L'amiral Avellan et ses officiers ont voulu rendre les derniers devoirs à celui qui avait été l'adversaire de la Russie. Les cérémonies, à Montcresson et à Paris, ont été d'une grande beauté. On a pu voir la différence que fait l'opinion publique entre le maréchal, qui avait été président de la République,et M. Grévy qui l'a remplacé en 1879.

Nous ne voulons point ici, parler du rôle politique du maréchal, rôle qu'il n'a accepté que malgré lui et qu'il a rejeté par dégoût. Les plus braves soldats sont rarement des hommes d'Etat, même des hommes politiques. Nous ne voyons à cette heure que le glorieux soldat dont la France est fière et qui a été véritablement un héros. Nous rappellerons seulement que ce grand soldat français, devenu chef de l'Etat, et qui a gouverné la France de 1873 à 1879, est descendu du pouvoir par un acte spontané de sa volonté, et après avoir laissé une bonne partie de sa fortune dans ces fonctions où d'autres ont amassé de scandaleux millions. Mac-Mahon fut un homme d'honneur et un modèle pour l'armée. Il avait, à 85 ans, gardé la pleine possession de ses brillantés facultés. Les regrets unanimes qu'on a exprimés partout révélent que le maréchal était aimé autant que respecté.

________________

Consigne: D'après l'extrait sur le maréchal Mac-Mahon, de quelle année à quelle année a-t-il gouverné la France ? Les lignes ci-dessous ne sont pas nécessaires.

Entrées de contours de formes:
________________

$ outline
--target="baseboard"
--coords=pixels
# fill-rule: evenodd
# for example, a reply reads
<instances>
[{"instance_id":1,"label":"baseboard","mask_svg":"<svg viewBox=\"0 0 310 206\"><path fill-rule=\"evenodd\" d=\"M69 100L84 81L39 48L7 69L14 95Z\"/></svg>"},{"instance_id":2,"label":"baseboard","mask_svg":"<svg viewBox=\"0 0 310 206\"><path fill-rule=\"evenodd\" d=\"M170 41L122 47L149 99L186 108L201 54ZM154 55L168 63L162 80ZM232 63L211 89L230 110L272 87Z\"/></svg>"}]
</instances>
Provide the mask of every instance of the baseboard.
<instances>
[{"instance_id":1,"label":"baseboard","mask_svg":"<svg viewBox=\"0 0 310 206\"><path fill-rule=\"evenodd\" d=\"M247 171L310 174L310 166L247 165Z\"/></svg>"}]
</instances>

________________

Corrigé: De 1873 à 1879.